start INPUT ROWS
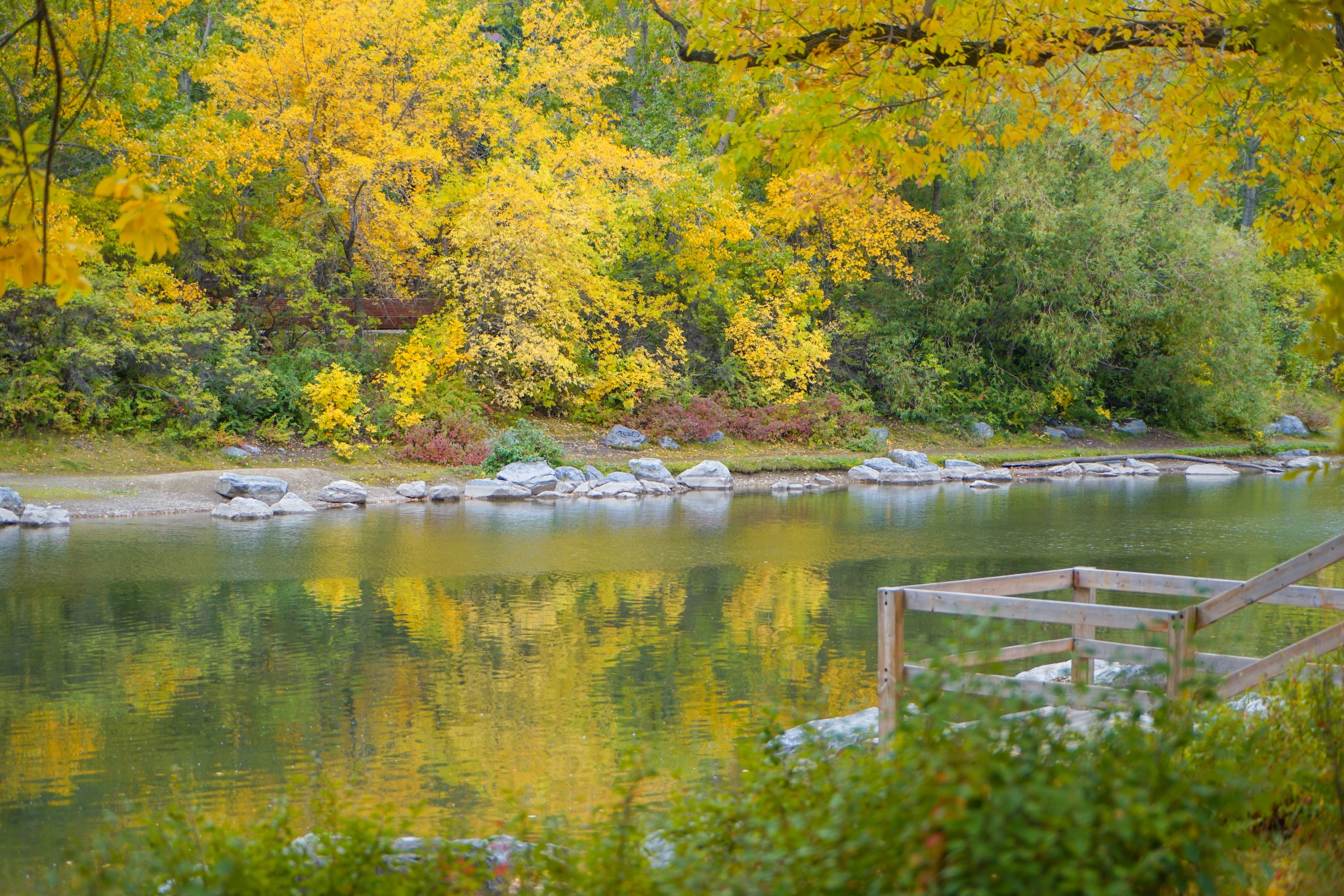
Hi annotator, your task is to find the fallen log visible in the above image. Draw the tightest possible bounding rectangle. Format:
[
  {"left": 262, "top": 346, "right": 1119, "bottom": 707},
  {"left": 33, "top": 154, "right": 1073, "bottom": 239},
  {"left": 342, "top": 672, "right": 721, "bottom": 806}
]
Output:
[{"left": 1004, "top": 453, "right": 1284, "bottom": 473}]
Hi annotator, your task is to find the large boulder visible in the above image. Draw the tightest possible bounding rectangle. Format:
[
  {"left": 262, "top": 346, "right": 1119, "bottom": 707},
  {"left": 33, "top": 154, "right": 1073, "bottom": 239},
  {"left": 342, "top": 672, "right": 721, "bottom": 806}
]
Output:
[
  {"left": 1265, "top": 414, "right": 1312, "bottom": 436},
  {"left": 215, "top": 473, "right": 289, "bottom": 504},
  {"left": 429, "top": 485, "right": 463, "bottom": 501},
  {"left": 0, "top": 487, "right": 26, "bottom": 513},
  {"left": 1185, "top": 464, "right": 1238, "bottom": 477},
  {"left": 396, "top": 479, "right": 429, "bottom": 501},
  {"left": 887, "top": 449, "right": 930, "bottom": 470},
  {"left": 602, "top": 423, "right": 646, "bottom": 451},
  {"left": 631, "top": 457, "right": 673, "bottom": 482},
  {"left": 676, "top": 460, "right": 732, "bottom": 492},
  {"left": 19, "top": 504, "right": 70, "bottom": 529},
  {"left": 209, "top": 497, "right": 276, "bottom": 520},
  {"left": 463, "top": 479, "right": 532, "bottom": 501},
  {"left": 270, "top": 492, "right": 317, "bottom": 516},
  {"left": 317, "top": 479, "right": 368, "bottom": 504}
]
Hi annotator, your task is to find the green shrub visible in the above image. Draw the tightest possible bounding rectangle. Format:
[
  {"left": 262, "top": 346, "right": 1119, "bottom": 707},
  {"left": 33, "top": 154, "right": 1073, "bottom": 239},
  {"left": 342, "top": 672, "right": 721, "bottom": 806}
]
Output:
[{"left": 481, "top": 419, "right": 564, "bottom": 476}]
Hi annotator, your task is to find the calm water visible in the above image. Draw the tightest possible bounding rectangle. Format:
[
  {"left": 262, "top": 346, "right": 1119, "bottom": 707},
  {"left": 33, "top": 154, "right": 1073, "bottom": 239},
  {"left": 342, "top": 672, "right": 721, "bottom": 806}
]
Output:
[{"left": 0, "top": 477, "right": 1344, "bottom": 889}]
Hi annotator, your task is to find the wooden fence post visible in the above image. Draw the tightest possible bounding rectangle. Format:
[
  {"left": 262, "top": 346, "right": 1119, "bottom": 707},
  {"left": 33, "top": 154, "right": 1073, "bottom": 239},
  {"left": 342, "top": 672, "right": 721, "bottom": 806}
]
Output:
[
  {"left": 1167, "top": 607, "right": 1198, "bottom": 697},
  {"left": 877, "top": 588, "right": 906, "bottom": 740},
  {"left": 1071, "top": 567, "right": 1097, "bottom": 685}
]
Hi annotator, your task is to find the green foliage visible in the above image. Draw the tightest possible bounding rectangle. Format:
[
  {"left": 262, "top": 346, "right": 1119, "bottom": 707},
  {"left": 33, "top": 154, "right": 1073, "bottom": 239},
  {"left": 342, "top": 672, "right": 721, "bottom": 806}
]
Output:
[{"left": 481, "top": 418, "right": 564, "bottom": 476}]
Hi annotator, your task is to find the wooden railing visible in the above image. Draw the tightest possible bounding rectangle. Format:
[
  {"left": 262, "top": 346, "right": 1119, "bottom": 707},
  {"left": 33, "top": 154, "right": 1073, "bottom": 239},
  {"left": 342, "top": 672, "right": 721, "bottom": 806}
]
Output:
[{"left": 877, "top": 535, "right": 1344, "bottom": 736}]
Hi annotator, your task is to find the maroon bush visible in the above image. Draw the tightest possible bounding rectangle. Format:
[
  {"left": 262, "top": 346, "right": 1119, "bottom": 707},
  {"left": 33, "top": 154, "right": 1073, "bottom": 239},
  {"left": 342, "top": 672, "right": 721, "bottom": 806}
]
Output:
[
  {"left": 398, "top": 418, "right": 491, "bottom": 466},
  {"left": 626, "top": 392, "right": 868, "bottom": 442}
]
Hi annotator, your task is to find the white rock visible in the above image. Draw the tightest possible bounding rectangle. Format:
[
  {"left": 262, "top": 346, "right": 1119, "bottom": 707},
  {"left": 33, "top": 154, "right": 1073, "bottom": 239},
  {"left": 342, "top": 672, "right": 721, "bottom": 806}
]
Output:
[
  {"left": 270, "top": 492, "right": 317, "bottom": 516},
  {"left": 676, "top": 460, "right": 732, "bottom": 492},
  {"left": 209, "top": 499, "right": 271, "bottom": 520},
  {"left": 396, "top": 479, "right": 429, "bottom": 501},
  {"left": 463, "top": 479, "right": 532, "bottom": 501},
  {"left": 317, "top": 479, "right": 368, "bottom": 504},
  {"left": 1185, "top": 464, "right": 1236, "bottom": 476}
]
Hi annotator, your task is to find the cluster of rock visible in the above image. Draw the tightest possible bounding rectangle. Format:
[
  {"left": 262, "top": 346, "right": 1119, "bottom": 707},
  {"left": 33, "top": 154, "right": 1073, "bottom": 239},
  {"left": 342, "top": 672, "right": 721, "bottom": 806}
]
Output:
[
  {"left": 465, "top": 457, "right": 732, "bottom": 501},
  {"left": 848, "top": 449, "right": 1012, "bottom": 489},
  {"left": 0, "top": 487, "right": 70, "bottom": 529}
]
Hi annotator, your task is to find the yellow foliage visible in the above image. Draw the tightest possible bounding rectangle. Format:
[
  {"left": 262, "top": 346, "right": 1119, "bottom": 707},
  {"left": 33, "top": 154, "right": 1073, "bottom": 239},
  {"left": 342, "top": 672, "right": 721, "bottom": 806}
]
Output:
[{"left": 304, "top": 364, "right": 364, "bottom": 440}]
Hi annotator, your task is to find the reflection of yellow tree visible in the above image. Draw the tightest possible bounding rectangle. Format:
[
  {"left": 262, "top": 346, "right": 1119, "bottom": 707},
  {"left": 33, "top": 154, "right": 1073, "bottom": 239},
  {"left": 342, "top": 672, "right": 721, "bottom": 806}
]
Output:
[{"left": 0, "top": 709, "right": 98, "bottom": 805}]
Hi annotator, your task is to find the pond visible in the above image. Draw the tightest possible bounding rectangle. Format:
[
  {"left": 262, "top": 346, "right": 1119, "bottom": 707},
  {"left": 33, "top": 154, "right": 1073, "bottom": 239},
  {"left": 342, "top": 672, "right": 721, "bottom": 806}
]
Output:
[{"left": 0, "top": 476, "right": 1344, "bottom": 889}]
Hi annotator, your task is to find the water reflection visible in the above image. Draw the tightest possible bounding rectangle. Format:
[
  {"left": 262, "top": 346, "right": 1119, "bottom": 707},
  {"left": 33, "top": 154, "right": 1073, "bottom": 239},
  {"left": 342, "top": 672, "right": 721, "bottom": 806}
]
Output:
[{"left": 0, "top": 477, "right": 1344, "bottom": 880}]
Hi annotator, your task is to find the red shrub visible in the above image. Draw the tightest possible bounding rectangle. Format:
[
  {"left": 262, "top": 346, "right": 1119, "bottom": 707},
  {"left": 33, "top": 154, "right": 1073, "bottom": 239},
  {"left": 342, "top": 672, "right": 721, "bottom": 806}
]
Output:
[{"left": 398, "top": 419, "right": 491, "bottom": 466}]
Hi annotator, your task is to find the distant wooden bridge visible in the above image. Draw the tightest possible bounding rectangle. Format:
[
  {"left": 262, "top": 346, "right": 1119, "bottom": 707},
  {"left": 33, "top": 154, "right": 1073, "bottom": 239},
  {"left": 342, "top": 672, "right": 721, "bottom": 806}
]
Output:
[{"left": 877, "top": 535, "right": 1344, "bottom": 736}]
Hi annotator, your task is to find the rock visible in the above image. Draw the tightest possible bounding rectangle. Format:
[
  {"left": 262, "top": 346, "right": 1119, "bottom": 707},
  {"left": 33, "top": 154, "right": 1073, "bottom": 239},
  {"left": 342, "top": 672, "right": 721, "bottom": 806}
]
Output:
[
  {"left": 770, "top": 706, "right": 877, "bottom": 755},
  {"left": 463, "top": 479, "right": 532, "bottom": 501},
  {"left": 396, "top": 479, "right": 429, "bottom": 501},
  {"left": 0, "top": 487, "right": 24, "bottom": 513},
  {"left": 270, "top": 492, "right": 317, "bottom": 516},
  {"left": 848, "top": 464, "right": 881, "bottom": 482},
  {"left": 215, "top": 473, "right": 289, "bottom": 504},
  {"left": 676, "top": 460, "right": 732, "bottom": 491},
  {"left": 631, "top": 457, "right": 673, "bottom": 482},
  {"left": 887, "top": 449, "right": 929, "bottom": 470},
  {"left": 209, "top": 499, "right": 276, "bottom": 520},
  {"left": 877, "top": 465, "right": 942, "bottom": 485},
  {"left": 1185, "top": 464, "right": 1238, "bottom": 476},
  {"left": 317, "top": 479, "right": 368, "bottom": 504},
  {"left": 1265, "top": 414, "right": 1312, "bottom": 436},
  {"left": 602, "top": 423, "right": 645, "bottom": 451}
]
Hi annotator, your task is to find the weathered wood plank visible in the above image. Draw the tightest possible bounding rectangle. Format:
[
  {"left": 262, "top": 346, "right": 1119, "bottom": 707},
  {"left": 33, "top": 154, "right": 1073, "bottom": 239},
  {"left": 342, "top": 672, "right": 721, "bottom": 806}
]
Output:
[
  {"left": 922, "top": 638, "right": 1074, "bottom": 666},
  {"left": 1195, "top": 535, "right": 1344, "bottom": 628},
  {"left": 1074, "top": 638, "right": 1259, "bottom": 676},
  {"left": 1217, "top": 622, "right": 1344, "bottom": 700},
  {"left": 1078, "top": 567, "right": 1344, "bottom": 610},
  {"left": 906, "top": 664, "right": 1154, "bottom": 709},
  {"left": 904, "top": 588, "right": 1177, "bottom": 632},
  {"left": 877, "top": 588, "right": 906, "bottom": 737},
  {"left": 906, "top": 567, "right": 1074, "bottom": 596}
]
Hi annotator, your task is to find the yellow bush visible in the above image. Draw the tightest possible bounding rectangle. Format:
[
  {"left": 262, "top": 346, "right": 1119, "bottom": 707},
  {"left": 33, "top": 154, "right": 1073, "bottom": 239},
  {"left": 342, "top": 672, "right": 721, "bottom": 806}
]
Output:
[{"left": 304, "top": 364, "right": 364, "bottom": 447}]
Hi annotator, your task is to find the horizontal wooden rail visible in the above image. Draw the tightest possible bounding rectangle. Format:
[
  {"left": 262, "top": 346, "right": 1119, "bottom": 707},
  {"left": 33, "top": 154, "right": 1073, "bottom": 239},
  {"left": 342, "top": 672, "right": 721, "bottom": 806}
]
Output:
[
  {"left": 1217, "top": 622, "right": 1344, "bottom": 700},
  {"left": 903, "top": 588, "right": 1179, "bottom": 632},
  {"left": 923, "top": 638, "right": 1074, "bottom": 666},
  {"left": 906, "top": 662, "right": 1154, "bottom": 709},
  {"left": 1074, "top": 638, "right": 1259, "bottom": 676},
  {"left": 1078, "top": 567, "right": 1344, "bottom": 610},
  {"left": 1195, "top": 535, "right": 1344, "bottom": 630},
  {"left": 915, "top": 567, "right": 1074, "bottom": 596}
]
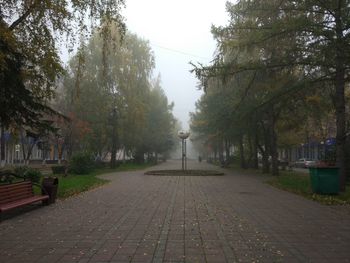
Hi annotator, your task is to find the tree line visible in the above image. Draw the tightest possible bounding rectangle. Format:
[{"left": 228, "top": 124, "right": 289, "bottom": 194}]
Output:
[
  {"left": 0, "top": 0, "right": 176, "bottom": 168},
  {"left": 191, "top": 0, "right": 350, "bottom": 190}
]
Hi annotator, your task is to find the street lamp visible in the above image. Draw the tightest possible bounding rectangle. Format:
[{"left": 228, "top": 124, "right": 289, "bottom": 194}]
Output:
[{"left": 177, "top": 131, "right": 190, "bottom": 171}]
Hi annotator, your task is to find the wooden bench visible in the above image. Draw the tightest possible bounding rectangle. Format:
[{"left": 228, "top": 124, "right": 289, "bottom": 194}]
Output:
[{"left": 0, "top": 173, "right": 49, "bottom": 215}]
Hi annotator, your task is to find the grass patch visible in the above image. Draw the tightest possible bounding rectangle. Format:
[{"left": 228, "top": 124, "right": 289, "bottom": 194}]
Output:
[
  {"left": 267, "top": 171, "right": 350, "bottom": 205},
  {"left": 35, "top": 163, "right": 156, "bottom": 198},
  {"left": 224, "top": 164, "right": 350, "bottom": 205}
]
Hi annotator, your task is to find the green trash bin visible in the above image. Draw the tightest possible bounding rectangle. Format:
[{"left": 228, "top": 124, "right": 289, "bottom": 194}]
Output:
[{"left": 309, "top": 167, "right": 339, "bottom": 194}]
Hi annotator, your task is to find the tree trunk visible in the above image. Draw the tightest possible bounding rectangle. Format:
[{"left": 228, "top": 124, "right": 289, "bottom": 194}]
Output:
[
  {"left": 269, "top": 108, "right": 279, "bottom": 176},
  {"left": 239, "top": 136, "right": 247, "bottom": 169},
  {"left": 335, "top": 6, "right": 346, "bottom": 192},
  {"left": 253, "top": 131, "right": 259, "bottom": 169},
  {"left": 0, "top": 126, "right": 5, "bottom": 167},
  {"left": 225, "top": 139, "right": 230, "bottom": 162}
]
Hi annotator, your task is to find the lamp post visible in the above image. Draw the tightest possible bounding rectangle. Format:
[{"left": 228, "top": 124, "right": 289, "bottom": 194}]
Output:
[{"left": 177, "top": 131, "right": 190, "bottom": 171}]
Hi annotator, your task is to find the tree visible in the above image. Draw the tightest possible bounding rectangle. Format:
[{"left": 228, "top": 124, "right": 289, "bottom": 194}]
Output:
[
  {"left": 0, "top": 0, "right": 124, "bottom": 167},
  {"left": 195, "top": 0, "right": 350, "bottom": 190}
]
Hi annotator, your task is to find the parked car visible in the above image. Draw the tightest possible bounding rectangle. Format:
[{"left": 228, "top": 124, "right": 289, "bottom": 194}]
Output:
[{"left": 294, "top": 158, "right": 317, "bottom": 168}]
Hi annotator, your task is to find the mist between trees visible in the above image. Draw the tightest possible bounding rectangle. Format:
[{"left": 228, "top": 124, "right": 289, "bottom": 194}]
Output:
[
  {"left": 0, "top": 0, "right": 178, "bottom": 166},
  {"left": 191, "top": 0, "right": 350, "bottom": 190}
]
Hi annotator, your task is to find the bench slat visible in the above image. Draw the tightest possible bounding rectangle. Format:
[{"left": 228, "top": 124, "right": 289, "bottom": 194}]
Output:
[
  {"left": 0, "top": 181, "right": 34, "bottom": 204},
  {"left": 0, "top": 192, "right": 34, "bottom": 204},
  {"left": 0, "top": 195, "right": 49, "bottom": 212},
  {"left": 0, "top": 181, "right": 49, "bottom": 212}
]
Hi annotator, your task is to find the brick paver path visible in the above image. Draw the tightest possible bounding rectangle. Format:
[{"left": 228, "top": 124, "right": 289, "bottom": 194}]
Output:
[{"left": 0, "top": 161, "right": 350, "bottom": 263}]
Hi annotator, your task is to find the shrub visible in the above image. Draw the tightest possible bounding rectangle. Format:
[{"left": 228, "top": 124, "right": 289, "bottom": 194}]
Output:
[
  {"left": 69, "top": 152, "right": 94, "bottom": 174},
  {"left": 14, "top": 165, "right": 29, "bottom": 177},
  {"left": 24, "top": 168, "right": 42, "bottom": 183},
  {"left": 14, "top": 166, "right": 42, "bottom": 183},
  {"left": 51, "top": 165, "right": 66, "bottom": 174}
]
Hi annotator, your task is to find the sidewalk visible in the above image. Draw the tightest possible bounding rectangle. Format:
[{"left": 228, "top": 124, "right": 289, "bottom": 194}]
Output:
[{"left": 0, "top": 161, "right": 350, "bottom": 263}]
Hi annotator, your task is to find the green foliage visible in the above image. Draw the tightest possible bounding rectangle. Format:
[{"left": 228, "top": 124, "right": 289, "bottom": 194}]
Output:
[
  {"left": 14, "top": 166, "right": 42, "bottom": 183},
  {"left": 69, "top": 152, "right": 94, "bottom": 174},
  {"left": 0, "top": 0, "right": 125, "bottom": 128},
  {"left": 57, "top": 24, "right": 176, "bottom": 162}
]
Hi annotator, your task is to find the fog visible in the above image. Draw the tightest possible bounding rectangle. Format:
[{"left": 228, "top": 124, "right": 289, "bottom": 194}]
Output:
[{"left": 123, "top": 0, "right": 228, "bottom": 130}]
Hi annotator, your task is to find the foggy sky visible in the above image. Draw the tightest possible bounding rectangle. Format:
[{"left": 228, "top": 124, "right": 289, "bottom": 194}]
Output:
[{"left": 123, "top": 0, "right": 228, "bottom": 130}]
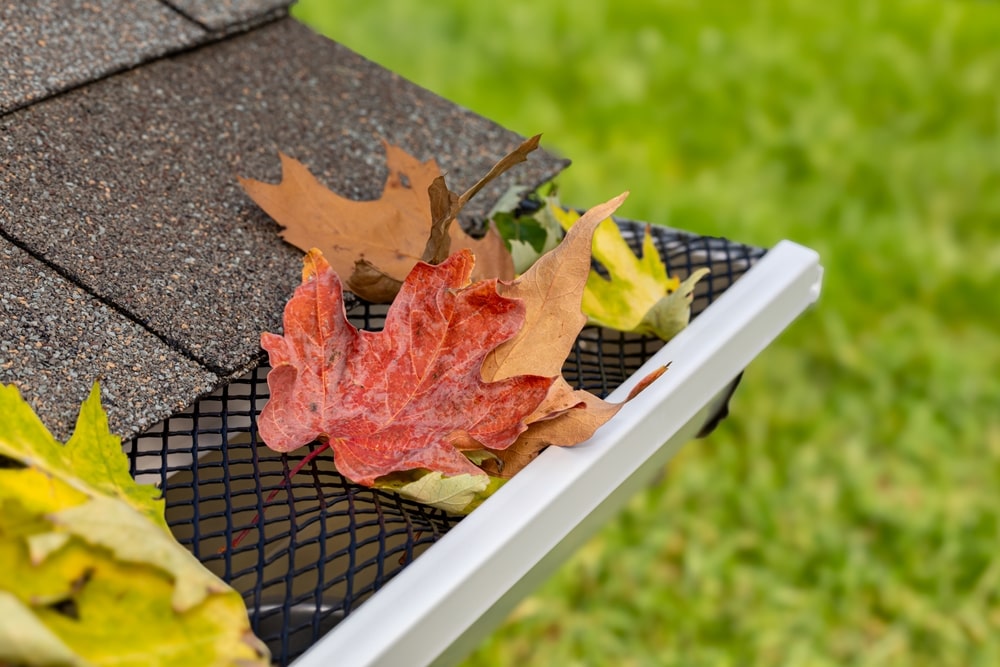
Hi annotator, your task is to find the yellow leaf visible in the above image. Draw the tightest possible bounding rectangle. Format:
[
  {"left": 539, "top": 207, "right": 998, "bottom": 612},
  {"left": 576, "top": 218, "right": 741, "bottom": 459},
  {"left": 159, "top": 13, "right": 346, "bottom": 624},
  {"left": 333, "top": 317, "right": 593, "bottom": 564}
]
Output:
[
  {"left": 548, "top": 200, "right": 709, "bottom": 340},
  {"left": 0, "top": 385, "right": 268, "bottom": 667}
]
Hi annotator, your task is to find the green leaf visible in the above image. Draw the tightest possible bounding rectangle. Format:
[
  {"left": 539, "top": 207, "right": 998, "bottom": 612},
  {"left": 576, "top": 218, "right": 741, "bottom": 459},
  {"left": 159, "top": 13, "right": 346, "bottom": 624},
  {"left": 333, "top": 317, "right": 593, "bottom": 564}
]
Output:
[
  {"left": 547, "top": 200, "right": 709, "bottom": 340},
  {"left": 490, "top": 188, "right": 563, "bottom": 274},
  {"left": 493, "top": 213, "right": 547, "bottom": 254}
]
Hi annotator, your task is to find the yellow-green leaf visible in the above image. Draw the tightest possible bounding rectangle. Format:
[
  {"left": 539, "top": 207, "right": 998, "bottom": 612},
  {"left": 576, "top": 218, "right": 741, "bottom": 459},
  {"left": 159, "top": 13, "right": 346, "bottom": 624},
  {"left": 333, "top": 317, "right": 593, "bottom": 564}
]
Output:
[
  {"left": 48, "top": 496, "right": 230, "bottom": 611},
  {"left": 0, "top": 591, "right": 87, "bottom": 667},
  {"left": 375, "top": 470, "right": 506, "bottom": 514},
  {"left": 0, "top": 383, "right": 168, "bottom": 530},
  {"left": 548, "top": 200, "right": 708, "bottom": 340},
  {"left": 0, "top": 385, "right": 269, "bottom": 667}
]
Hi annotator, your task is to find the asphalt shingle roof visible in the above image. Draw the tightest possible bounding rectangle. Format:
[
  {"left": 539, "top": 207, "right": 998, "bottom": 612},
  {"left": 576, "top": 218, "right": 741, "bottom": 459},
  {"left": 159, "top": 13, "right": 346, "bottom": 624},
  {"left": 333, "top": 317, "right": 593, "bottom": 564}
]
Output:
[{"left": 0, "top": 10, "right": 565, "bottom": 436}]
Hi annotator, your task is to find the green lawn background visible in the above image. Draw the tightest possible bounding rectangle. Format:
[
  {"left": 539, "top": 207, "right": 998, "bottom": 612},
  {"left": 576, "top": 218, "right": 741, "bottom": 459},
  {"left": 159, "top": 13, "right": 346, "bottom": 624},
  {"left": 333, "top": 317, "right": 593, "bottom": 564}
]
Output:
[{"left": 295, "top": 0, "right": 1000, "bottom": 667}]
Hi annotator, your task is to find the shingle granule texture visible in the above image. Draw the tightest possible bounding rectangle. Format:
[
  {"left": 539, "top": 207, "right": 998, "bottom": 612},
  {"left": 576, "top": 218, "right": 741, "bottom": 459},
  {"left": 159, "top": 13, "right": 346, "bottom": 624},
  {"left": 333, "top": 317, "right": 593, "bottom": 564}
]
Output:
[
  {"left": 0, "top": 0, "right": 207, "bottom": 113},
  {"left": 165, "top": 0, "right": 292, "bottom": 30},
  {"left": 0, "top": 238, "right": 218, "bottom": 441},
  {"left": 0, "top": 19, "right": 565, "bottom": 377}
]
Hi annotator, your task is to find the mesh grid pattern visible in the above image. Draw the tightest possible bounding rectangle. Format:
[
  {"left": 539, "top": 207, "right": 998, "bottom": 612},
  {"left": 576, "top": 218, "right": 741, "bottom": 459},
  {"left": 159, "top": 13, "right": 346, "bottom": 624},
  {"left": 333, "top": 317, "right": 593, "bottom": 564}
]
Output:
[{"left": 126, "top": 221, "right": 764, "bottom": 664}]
end INPUT ROWS
GIVEN TASK
Locate every line in the listing above that contains the word "reflection" and copy each such line in full. The match is case-sensitive.

OUTPUT OF THE EXERCISE
Hi annotator, your task is to find the reflection of yellow tree visible in the above image. Draw the tightest possible bounding rectangle. Format:
Hi annotator, your task is to find the water reflection visible in the above image. Draw the tightest possible bounding rectangle. Format:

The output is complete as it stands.